* _TEXT_
• • • •

INTERVIEW: NOLA funk band brings unique sounds to Brooklyn Bowl

Naughty Professor will play two Brooklyn Bowl shows in September. Photo courtesy of the band.

The musical output from New Orleans is vast and seemingly never-ending. Some of the best funk, blues, jazz and hip hop artists come from the Crescent City, holding down residencies in their hometown and touring throughout the United States. One band that continues to export its unique sounds to adoring fans is Naughty Professor, a sextet that recently released the new album Identity.

On the new recording, the musicians share the microphone with the likes of David Shaw (The Revivalists), Chali 2na (Jurassic 5), Ivan Neville (Dumpstaphunk), Benny Bloom, Mike Dillon and members of The Soul Rebels. That’s a lot of New Orleans credibility packed into one album.

New York City fans can check them out Sept. 6 as the opener of the super-band Dragon Smoke at Brooklyn Bowl. They return to the borough Sept. 14 for Brooklyn Bowl’s Sunset Sounds at Industry City.

Recently, Hollywood Soapbox talked with the band’s drummer, Sam Shahin. Here’s what he had to say:

On what fans can expect for the Brooklyn Bowl shows …

“Oh, man, well, first off, the Brooklyn Bowl is a great club, and we’ve enjoyed being there every time we’ve been there. They do a great job of making us feel at home there, so we’ll be very comfortable. We’re going to be bringing a lot of songs from the new record as well as some of the more energetic classics … ones that the fans, especially in New York, have told us over and over again that they really like, and we’re even going to be playing some songs that are unrecorded. So really we’re bringing the highest energy and most diverse set that we have.”

On how the idea for recording Identity came about …

“We had the idea of collaborating with a wide variety of artists, probably even a couple years ago at this point, but hadn’t really put it into motion until we had a few different people who expressed their interest. And we got the ball rolling on the songwriting process, but really the first major step actually happened at the Brooklyn Bowl when we opened up for Galactic there. And Chali 2na was with them doing a performance, and Chali 2na was a guy who we had in our minds targeted as somebody who would be great to work with if it was a compatible type of situation.

“And when we saw him perform with Galactic and was so effortlessly able to work with a live band and kind of the different challenges that come from working with a live band versus recorded or DJ, then we approached him, and he said he really liked what we did and would love to hear some demos, see if we would be interested in working together. So we sent him some stuff. He sent us back a couple tracks, said, ‘Man, I really love these tunes and would love to collaborate on them for your record.’ And from there, we started approaching more and more friends of ours in the music industry who we had been looking for a reason to work with, and this album seemed like that perfect reason.”

• • • •

* _GIVEN REQUEST_
According to the interview, where did the first major step toward recording Identity take place?

• • • •

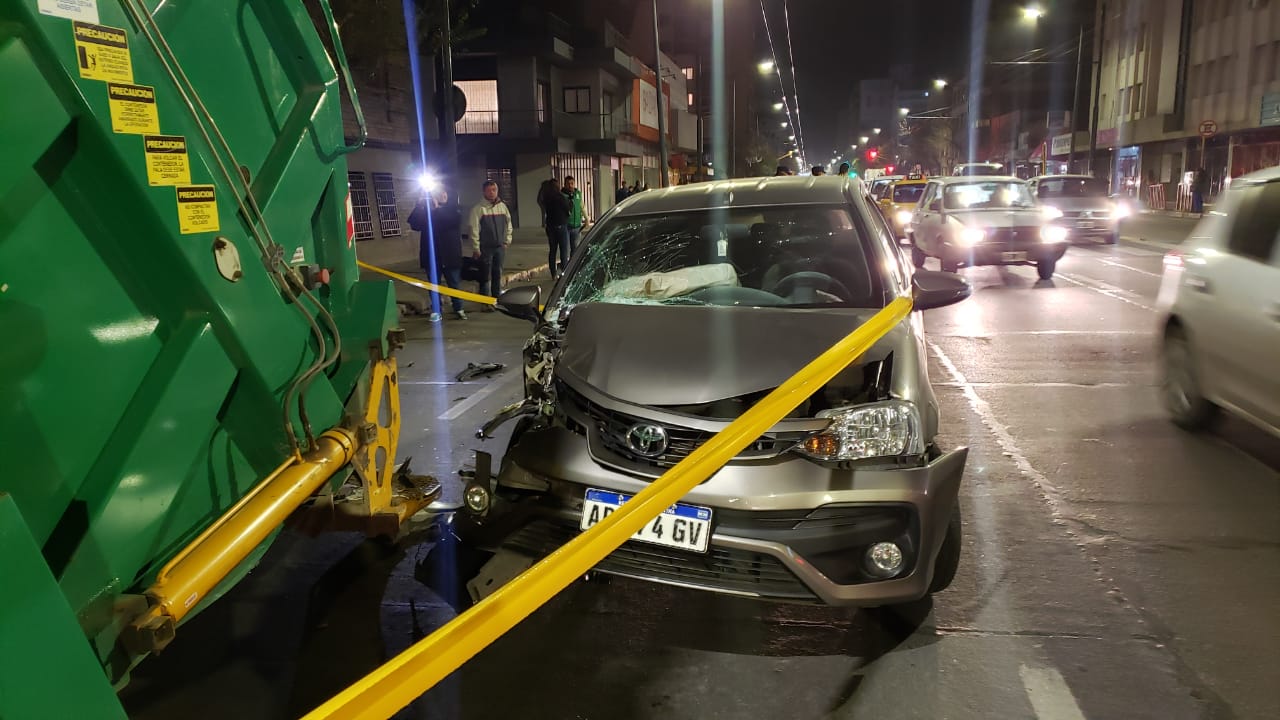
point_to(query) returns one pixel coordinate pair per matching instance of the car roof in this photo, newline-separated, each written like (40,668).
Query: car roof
(956,180)
(795,190)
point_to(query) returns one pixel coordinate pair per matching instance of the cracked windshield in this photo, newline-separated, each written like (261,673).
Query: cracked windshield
(640,359)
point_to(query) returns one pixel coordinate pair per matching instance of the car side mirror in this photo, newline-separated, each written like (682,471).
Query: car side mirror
(931,288)
(521,302)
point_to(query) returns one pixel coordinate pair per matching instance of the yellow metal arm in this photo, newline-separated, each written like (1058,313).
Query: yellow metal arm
(417,669)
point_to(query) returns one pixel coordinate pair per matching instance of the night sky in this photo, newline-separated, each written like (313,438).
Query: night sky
(839,42)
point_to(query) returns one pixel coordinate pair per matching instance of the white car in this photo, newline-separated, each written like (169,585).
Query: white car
(1220,296)
(984,220)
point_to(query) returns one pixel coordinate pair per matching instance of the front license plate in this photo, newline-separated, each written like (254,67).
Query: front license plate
(684,527)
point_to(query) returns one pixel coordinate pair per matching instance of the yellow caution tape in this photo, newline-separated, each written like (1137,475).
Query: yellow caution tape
(433,287)
(411,673)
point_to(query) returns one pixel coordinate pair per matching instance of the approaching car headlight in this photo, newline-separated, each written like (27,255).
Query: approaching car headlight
(1054,233)
(877,429)
(972,236)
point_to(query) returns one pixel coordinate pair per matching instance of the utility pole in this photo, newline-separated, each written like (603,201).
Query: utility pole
(448,132)
(662,112)
(1075,98)
(1097,85)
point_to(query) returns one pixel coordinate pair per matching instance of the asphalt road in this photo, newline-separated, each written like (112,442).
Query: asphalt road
(1114,566)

• • • •

* _IN RESPONSE_
At the Brooklyn Bowl, when the band opened for Galactic.